PROBLEM REQUIREMENTS
Copy out the data below verbatim.

[Items from a dataset]
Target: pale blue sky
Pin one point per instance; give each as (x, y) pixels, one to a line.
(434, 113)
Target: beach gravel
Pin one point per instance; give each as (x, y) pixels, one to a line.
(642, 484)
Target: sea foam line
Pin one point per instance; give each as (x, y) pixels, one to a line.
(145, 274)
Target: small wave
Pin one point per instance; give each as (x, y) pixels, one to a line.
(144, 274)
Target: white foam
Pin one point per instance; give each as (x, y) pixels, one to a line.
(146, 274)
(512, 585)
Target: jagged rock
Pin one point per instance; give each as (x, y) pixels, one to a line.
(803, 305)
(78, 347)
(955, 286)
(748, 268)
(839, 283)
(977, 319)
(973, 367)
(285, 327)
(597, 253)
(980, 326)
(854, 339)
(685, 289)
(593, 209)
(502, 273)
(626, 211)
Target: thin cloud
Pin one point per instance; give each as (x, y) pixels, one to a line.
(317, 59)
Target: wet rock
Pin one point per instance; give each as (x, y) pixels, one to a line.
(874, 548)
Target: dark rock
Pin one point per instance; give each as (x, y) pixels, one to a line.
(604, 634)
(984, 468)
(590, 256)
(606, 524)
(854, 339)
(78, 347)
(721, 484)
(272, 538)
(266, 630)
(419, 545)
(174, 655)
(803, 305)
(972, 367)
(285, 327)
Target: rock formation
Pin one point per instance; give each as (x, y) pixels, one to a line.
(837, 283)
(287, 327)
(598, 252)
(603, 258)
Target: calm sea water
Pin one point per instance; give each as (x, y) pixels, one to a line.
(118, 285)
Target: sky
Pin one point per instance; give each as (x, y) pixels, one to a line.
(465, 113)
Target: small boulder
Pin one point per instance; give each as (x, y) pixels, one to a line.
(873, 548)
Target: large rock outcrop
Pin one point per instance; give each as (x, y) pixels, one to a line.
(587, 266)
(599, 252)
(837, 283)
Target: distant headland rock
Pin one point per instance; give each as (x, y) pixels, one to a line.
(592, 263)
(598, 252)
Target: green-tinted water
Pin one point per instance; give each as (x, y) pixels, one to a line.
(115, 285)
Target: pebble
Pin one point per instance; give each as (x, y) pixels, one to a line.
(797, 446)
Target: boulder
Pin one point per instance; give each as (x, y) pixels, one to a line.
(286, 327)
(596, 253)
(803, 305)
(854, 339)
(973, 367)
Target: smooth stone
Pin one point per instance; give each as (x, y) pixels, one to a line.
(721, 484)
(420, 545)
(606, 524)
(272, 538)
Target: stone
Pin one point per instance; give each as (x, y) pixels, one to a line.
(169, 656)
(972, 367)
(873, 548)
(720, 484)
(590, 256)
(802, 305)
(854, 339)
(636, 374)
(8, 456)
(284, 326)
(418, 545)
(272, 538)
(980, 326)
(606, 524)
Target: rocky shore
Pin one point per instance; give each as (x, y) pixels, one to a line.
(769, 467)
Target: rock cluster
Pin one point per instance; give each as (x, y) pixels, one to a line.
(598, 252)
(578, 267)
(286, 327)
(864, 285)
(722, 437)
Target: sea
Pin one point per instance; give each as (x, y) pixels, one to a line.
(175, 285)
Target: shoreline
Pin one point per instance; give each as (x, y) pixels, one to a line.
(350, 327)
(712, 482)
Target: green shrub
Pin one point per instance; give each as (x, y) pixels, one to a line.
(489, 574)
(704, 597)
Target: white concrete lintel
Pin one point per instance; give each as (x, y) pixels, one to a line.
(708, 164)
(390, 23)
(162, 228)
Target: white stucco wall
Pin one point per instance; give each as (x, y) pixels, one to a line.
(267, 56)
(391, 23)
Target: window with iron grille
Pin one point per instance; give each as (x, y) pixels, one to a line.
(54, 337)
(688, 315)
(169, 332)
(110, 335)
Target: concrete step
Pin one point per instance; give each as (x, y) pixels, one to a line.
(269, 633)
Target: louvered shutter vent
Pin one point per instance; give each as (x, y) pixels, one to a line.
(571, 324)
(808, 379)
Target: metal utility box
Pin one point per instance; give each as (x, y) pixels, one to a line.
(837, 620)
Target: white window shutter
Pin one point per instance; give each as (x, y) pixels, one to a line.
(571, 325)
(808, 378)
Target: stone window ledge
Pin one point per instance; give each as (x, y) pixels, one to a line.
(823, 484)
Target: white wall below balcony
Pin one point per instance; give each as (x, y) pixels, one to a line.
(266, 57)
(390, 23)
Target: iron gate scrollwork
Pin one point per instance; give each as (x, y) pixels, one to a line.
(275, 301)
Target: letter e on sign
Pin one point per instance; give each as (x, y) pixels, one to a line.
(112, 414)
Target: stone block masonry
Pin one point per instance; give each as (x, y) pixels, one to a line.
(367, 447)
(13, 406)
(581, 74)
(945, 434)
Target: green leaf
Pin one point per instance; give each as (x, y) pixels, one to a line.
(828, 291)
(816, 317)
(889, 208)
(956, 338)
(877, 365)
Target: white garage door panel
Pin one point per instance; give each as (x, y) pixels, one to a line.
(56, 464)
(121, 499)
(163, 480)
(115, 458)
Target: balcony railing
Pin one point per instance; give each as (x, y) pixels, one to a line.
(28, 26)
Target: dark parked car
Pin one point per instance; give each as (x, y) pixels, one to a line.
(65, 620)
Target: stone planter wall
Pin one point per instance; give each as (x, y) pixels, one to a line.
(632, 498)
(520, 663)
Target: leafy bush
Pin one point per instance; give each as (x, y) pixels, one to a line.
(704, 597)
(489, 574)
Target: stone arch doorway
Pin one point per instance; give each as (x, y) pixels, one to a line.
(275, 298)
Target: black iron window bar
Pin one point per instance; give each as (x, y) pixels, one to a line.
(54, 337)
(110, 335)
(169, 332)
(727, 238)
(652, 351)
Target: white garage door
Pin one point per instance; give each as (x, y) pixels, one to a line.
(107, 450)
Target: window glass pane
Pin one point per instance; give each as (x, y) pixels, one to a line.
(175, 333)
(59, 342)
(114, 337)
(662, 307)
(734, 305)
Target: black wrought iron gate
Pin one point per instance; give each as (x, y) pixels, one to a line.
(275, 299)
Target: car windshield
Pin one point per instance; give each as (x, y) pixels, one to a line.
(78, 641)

EXERCISE RESULT
Target: pale blue sky
Pin one point per instance; give each as (x, y) pixels, one to a line.
(434, 113)
Target: beach gravel
Pin one point per instance; give each as (x, y) pixels, one to a line.
(642, 484)
Target: sea foam line
Pin one point per instance; give each as (x, y) pixels, one to a line.
(145, 274)
Target: small wave
Pin one point per instance; give each as (x, y) pixels, one to a line.
(144, 274)
Target: white foam
Pin one point per instance; give each as (x, y) pixels, one to a line.
(146, 274)
(512, 585)
Target: jagged rock
Pin one point per instance; give each as (x, y) pixels, one to a line.
(803, 305)
(78, 347)
(955, 286)
(748, 268)
(839, 283)
(977, 319)
(973, 367)
(285, 327)
(597, 253)
(980, 326)
(854, 339)
(685, 289)
(593, 209)
(502, 273)
(626, 211)
Target: thin cloud
Pin one point per instance; give each as (x, y) pixels, one to a line.
(317, 59)
Target: wet rock
Pin one point per instance; give each as (x, y) pixels, one to a line.
(874, 548)
Target: dark rock
Pin one point per instance; give each as (x, y) pixels, one to a line.
(604, 634)
(984, 468)
(590, 256)
(606, 524)
(854, 339)
(78, 347)
(721, 484)
(272, 538)
(266, 630)
(419, 545)
(174, 655)
(803, 305)
(972, 367)
(285, 327)
Target: rock formation
Pin one point per instance; give each as (x, y) pixels, one to a line.
(837, 283)
(287, 327)
(598, 252)
(603, 258)
Target: calm sea water
Pin one point per instance; give each as (x, y) pixels, one to a line.
(118, 285)
Target: sky
Pin one point per instance; give each as (x, y) pixels, one to a line.
(465, 113)
Target: small boulder
Pin one point per instance; give each as (x, y) pixels, one to a line.
(873, 548)
Target: large rock outcrop
Pin one point per instance; give each as (x, y) pixels, one to a line.
(587, 266)
(599, 252)
(837, 283)
Target: distant headland rock
Pin one point per instance; give each as (x, y) pixels, one to a line.
(592, 263)
(598, 252)
Target: green-tinted water
Pin one point per instance; give each as (x, y) pixels, one to a line.
(115, 285)
Target: pebble
Pin one point per instance; give each as (x, y) pixels, one to a line.
(797, 446)
Target: boulder
Pin one point per instance; give each as (x, y) pixels, one to a line.
(286, 327)
(596, 253)
(803, 305)
(854, 339)
(973, 367)
Target: smooth stone
Pin one point per instance; give each as (x, y) pixels, one to a line.
(721, 484)
(420, 545)
(606, 524)
(272, 538)
Target: stone
Pin one point per instance; give each as (x, y) pixels, one to a line.
(169, 656)
(972, 367)
(873, 548)
(720, 484)
(590, 256)
(802, 305)
(854, 339)
(636, 374)
(8, 456)
(284, 326)
(418, 545)
(272, 538)
(980, 326)
(606, 524)
Target: rocky shore
Pin one point per instance; give each as (x, y) pixels, one to a line.
(769, 467)
Target: rock cluster
Pin one point per instance; give each as (x, y) pixels, one to a line.
(598, 252)
(578, 267)
(286, 327)
(864, 285)
(722, 437)
Target: sea
Pin one point per instance; give each as (x, y) pixels, one to a line.
(175, 285)
Target: shoreline
Pin one point per instance; give each as (x, y) pixels, one to a line.
(350, 327)
(712, 482)
Target: green shrub
Pin one point per instance; give each as (x, y) pixels, one to a line.
(489, 574)
(704, 597)
Target: white concrete lintel
Pin one point per instance; give each as (x, y) pixels, one to a line.
(708, 164)
(390, 23)
(162, 228)
Target: white stucco wall
Pin one point per instance; give each as (x, y) pixels, one to a line.
(267, 56)
(391, 23)
Target: window with iron grille
Pin one point per instance; give each as (x, y) pixels, one to a line.
(54, 337)
(688, 315)
(169, 332)
(110, 335)
Target: concrete step
Pin one point per instance; give each as (x, y) pixels, one to a line.
(269, 633)
Target: louvered shutter vent
Pin one point per instance; give each as (x, y) pixels, one to a line.
(571, 324)
(808, 379)
Target: metal utility box
Pin one point per instance; give each as (x, y) pixels, one to a line.
(837, 620)
Target: white window shutter
Pin one point per instance; give each as (x, y) pixels, one to a line.
(571, 325)
(808, 378)
Target: stone window ledge
Pin one point per instance; give each as (x, y) pixels, one to a line.
(823, 484)
Target: white wall below balcony
Pin one point per instance; give each as (x, y) pixels, one to a line.
(266, 57)
(390, 23)
Target: iron gate scrollwork
Pin one point per instance; give each as (x, y) pixels, one to a line.
(275, 301)
Target: letter e on sign
Pin one point per instance; give each as (x, y) pixels, one to a line.
(112, 414)
Target: stone block masonry
Pin one point per instance; give each as (x, y) pixels, one to a line.
(367, 447)
(13, 406)
(581, 74)
(945, 434)
Target: green leaf
Pin one point per instance; give each as (x, y) pixels, one to a line.
(828, 291)
(816, 317)
(889, 208)
(956, 338)
(877, 365)
Target: white garage door panel
Pin one point per instance; give each as (x, y) pixels, one to a line.
(56, 464)
(121, 499)
(163, 480)
(115, 458)
Target: balcony railing
Pin one point per instance; give each as (x, y) pixels, one to a line.
(28, 26)
Target: dark parked car
Pin one point per instance; give each as (x, y) pixels, one to a line.
(65, 620)
Target: stone planter wall
Pin one point per instance; give each as (x, y) pixels, one to a line.
(632, 498)
(520, 663)
Target: leafy bush
Pin one point per instance; give each as (x, y) pixels, one to a line.
(704, 597)
(489, 574)
Target: stone arch doorway
Pin one point per instance; give each as (x, y) pixels, one to a line.
(275, 298)
Target: black iron window bar
Pin one point per instance; give each as (x, y) pixels, one to a line.
(54, 337)
(110, 335)
(169, 332)
(727, 238)
(652, 351)
Target: white garage door
Pin one point per instance; give each as (x, y) pixels, one to a line.
(107, 450)
Target: window glass pane
Pin one point per instance; give each as (x, y) pixels, one to a line.
(175, 333)
(59, 342)
(114, 337)
(662, 307)
(734, 305)
Target: black wrought iron gate
Pin one point per instance; give each as (x, y) pixels, one to a line.
(275, 299)
Target: car windshield
Pin one point per instance; give each as (x, y) pixels, one to a line.
(78, 641)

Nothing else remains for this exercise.